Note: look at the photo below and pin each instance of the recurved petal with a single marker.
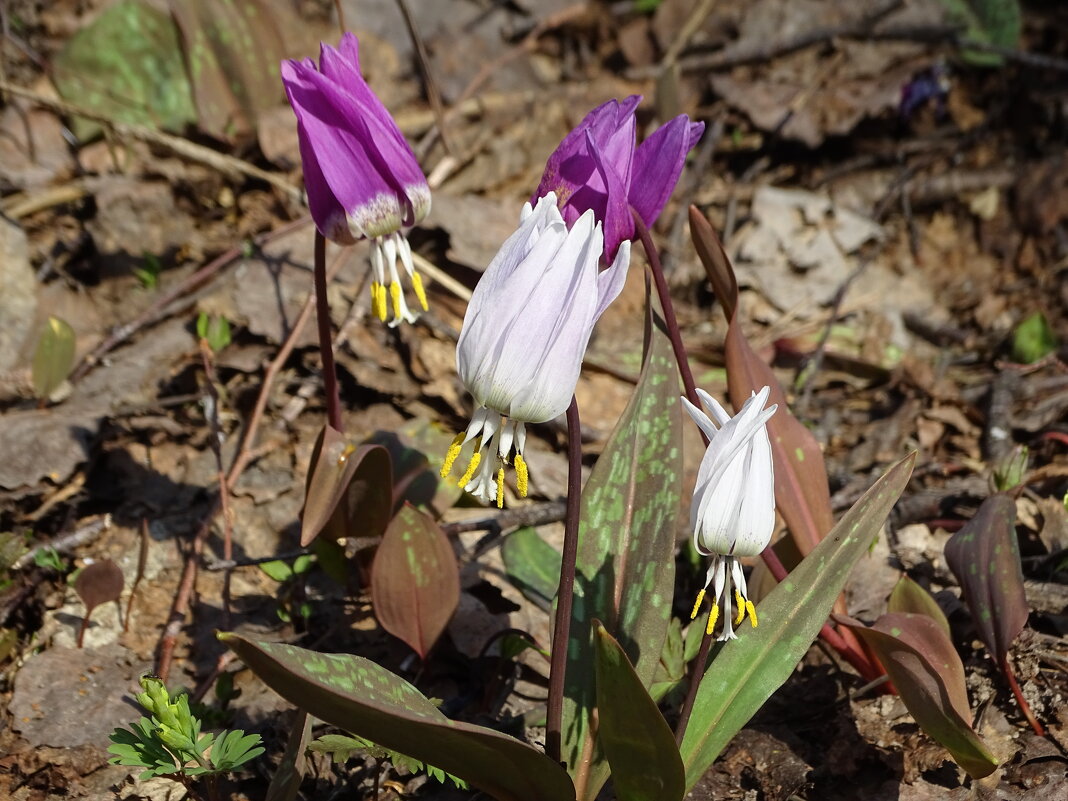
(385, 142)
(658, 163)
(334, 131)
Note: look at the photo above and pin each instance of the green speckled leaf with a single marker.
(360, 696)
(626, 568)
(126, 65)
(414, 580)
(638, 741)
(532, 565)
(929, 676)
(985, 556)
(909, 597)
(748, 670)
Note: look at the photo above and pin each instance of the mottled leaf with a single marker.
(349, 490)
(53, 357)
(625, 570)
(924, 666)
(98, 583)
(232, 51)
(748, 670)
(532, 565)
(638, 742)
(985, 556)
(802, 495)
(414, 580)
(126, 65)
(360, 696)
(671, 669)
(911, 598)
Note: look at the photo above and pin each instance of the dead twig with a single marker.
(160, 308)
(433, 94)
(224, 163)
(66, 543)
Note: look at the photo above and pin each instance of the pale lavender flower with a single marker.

---

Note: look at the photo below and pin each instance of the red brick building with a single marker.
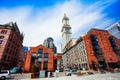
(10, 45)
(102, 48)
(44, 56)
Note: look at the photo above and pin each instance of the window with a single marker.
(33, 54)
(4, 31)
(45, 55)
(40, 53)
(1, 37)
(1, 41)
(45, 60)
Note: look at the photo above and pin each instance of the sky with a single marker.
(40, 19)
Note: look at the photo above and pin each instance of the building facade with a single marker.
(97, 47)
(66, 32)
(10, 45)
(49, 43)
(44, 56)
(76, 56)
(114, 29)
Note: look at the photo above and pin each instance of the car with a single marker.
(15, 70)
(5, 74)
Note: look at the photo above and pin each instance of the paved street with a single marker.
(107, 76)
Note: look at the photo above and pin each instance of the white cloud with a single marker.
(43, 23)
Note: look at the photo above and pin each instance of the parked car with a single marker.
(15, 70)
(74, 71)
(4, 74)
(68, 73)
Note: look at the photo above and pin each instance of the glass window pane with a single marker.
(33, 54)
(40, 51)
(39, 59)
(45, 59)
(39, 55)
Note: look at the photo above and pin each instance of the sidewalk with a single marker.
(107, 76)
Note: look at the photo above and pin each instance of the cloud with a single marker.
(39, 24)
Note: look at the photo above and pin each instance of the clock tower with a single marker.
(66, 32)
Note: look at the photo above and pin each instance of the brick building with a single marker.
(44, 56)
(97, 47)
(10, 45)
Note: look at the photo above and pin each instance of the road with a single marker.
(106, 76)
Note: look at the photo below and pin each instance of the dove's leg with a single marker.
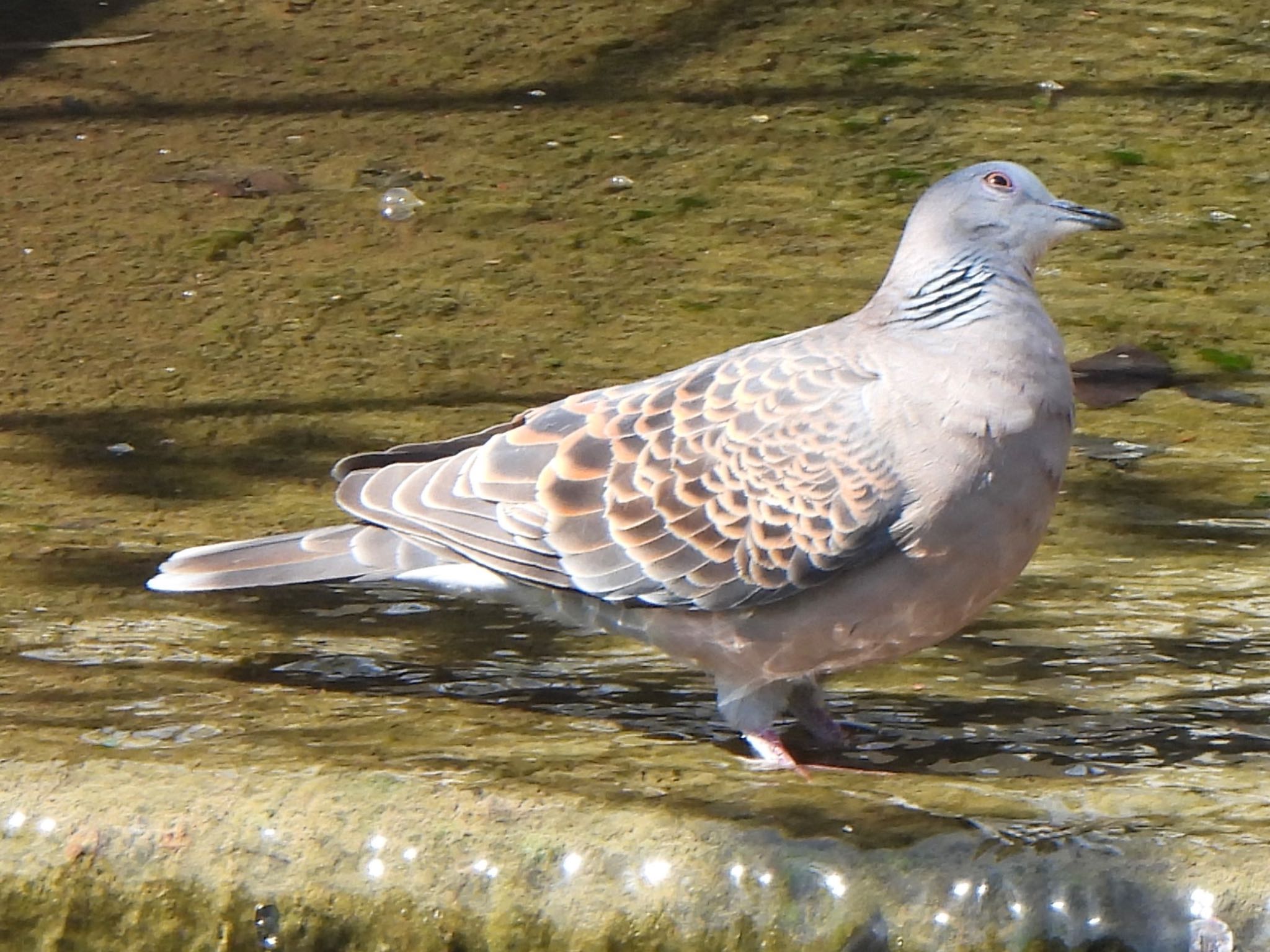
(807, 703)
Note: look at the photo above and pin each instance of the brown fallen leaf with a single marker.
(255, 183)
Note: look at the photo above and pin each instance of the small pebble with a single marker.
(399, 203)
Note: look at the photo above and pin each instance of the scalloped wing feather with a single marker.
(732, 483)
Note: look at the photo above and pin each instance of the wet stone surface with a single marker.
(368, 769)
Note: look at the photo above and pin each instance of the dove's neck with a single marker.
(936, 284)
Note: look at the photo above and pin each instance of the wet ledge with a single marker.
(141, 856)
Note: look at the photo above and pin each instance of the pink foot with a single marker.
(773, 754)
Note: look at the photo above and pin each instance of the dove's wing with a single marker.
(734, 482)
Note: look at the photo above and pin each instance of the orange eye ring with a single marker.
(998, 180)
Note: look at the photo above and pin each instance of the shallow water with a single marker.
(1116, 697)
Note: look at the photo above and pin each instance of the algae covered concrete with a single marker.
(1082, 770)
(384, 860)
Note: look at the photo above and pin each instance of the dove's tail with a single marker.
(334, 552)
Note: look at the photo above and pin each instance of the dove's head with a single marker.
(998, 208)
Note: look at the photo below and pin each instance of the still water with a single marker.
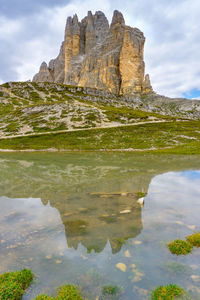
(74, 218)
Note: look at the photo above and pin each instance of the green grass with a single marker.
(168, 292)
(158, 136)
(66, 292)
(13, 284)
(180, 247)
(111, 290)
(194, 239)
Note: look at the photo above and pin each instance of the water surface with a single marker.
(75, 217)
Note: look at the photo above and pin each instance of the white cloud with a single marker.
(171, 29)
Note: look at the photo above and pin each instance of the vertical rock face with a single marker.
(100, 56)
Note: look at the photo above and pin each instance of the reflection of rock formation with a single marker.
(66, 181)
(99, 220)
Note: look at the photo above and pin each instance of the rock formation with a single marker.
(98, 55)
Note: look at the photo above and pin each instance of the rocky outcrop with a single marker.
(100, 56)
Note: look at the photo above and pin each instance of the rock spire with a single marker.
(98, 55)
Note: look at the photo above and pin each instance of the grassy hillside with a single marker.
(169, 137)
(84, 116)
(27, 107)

→ **WHAT IS NEEDED**: Range to copy from the listing above: the line containing "petal with a single marker." down to the line containing "flower with a single marker.", both included. Reproduce it exactly, minus the pictures, and add nothing.

→ **WRITTEN SOLUTION**:
Note: look at the photo below and pin each instance of the recurved petal with a single marker.
(385, 142)
(658, 163)
(334, 131)
Note: look at the photo above and pin each instance of the green speckled leaf with a single marker.
(360, 696)
(626, 568)
(126, 65)
(414, 580)
(638, 741)
(532, 565)
(929, 676)
(985, 556)
(909, 597)
(748, 670)
Note: look at the photo above and pin each instance of the mottled leaf with a single marker.
(349, 490)
(53, 357)
(625, 570)
(924, 666)
(98, 583)
(232, 51)
(748, 670)
(532, 565)
(638, 742)
(985, 556)
(802, 495)
(414, 580)
(126, 65)
(360, 696)
(671, 669)
(911, 598)
Note: look at the photo above and pin each instance of the dead twig with a single marker.
(160, 308)
(433, 94)
(224, 163)
(66, 543)
Note: look at the photo above and pin each instance of the pale lavender flower with a single marker.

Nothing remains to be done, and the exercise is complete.